DATASET ENTRIES below:
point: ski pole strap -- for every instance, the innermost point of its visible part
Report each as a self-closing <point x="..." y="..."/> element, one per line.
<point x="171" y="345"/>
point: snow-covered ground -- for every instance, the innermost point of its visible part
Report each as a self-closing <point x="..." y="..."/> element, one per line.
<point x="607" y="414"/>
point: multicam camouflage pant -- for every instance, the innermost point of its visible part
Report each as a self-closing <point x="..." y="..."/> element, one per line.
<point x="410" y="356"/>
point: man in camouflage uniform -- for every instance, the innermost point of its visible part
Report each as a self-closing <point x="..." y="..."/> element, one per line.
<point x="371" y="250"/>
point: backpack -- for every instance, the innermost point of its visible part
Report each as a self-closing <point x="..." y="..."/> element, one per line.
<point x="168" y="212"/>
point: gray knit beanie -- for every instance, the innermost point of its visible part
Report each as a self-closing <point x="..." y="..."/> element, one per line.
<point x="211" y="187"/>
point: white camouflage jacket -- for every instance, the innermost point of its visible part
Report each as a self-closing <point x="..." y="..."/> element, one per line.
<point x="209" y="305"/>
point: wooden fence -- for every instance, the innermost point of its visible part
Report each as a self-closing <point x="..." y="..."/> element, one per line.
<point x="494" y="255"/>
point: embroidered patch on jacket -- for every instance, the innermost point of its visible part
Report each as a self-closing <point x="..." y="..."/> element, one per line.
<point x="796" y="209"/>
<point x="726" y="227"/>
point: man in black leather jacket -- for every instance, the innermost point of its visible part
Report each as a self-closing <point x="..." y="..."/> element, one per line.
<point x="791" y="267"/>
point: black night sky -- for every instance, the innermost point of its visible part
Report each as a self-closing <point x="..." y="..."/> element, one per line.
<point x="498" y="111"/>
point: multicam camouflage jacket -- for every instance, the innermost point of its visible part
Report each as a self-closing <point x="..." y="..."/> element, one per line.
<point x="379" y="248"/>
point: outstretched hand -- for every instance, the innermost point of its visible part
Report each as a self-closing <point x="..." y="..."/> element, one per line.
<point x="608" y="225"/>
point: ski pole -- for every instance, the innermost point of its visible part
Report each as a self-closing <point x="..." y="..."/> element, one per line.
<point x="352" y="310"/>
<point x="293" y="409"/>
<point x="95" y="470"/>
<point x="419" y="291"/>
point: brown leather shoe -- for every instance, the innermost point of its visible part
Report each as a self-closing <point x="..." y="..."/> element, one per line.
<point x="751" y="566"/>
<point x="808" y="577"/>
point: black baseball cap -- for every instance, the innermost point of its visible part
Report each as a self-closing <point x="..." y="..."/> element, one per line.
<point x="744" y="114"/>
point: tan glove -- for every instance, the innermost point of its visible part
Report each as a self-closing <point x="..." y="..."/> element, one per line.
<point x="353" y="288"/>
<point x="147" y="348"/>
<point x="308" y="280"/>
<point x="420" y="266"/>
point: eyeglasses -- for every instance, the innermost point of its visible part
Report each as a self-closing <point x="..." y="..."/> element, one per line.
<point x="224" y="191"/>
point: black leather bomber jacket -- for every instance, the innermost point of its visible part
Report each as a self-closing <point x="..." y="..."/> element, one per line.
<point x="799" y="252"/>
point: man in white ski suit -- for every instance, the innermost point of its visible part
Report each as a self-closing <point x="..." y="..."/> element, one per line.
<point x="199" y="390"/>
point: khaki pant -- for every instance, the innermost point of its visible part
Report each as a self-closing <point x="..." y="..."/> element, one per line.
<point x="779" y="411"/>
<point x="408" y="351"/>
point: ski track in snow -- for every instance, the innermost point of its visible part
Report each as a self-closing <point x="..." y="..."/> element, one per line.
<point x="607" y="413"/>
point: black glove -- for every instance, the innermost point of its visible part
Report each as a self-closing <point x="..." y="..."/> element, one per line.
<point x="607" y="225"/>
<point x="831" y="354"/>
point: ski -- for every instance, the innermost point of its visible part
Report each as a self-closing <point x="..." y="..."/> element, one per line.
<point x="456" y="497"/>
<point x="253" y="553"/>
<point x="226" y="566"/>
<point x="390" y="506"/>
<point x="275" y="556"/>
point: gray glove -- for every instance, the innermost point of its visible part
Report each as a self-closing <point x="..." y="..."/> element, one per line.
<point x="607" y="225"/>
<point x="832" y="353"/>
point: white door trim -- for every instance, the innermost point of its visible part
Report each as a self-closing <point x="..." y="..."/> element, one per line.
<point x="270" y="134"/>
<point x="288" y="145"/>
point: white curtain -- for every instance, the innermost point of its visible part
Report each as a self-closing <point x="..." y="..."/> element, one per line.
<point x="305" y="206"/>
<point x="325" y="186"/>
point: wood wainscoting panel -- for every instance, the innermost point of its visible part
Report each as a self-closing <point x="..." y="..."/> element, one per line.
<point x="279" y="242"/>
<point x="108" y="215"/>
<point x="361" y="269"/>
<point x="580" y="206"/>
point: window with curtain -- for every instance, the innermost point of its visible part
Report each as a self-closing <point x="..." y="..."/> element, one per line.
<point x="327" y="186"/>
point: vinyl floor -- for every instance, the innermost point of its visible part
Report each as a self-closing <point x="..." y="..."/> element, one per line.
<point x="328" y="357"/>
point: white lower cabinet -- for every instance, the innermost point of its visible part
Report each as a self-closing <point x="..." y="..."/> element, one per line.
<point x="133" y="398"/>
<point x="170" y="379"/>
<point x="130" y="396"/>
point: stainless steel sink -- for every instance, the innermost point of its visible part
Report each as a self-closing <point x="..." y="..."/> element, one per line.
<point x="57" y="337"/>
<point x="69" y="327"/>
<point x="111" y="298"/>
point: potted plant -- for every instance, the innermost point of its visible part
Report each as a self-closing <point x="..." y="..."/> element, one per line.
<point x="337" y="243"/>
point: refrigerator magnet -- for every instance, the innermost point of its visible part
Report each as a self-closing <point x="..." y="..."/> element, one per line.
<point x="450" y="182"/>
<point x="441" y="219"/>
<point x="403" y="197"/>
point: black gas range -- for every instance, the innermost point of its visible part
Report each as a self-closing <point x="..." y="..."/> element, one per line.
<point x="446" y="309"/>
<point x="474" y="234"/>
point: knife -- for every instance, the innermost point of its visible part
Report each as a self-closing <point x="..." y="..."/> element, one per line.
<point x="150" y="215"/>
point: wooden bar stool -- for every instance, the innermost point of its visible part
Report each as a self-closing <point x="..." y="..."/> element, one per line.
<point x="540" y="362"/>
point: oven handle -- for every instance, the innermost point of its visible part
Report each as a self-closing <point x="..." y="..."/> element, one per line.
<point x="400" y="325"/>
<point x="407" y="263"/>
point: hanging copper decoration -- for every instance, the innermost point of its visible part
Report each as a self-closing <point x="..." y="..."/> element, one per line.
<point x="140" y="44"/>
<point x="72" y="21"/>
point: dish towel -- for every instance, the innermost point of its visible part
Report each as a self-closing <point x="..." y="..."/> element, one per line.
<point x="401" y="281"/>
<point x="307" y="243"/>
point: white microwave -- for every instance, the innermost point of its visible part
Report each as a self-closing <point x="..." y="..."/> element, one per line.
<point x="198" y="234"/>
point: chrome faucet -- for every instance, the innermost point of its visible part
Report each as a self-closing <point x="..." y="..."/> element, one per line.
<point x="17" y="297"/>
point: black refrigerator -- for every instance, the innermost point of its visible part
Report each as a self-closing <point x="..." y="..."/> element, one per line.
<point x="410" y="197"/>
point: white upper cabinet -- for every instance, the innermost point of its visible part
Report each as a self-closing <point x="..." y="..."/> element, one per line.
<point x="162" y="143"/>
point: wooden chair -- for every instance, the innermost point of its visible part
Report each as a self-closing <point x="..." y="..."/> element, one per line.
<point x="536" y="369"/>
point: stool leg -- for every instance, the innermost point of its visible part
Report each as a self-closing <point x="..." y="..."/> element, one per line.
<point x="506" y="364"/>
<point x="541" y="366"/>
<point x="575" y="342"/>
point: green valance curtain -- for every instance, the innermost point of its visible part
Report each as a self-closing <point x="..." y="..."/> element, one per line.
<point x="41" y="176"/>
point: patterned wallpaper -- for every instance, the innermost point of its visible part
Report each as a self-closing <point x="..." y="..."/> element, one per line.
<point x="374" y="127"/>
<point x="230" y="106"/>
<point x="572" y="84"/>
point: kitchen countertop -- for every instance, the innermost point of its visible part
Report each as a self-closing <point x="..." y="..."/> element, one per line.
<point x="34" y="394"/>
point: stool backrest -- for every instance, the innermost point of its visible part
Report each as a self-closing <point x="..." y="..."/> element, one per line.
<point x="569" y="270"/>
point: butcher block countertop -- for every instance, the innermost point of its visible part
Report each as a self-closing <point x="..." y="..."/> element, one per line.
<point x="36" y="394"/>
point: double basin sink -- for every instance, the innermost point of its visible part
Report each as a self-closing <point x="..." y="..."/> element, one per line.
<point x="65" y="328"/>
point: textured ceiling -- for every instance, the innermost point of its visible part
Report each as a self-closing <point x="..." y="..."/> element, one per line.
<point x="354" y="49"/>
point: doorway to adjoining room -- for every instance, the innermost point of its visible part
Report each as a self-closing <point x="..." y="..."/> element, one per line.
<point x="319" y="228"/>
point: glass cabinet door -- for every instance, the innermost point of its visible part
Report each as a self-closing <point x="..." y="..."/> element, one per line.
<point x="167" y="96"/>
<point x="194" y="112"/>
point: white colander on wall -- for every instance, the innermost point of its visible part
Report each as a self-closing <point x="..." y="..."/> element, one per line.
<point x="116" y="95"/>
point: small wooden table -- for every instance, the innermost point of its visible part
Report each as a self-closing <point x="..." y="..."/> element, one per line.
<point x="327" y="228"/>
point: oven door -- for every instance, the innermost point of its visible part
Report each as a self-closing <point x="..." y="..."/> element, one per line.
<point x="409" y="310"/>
End of DATASET ENTRIES.
*TASK TO CARRY OUT*.
Starting at the first line of the entries above, please extract each line up to and including the line with "point: multicam camouflage pant", unchanged, and add nothing.

*EXERCISE SOLUTION*.
point: ski pole strap -- for every instance, the innermost point of its visible part
Report each as a self-closing <point x="..." y="..."/> element, one per line.
<point x="171" y="345"/>
point: snow-covered ground -- for every instance, the innermost point of its visible part
Report each as a self-closing <point x="..." y="..."/> element, one per line.
<point x="607" y="414"/>
point: multicam camouflage pant -- for every instance, the innermost point of its visible part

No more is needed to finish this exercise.